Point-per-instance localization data
-=-=-=-=-

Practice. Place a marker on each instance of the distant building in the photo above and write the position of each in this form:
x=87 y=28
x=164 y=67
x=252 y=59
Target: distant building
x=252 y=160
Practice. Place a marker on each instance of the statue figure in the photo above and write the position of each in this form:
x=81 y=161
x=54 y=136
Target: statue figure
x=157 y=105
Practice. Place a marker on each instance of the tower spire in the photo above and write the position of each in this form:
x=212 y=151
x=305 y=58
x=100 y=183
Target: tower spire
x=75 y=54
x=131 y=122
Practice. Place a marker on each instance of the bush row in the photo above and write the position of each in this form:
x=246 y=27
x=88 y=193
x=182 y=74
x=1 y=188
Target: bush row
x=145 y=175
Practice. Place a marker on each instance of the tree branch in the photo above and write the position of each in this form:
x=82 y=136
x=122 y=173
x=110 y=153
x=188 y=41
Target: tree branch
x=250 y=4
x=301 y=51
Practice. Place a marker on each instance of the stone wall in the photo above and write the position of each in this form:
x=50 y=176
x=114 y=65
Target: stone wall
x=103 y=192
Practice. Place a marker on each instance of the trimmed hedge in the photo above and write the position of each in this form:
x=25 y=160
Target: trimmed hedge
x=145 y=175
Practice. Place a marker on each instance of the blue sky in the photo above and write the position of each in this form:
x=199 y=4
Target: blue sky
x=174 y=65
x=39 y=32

-=-=-=-=-

#### Task directions
Reproduce all the data exactly. Include every line.

#### Completed task
Practice. Place a marker on each instance of the distant building in the photo above and write the position of each in this form:
x=87 y=28
x=164 y=67
x=252 y=59
Target: distant building
x=252 y=160
Practice. Place a marker on each instance of the statue figure in the photo above and write the position of each in this form:
x=81 y=161
x=54 y=136
Target: statue figure
x=157 y=105
Practice. Place a marker on each instance of the tower spire in the photo above and write the position of each in this form:
x=212 y=151
x=305 y=58
x=100 y=183
Target: tower spire
x=75 y=54
x=131 y=122
Practice. Place a marker on each instance of the bush row in the photo above and write the position of each in this form:
x=246 y=27
x=88 y=193
x=182 y=74
x=1 y=188
Target: bush row
x=145 y=175
Practice. Place a marker on each instance of the tree branch in the photo above and write the position of each in this form:
x=82 y=136
x=122 y=173
x=110 y=153
x=188 y=41
Target: tree branch
x=250 y=4
x=301 y=51
Practice. Place a marker on each instance of the stone wall in the photo above and write the position of each in this form:
x=50 y=176
x=114 y=65
Target: stone wall
x=103 y=192
Practice. Place a marker on each instance of the trimmed hedge in the photo above and write the position of each in this form:
x=25 y=160
Target: trimmed hedge
x=145 y=175
Practice. Place a marker on each instance of the blue sky in the photo above and write the position of each in this form:
x=199 y=4
Target: blue sky
x=174 y=65
x=39 y=32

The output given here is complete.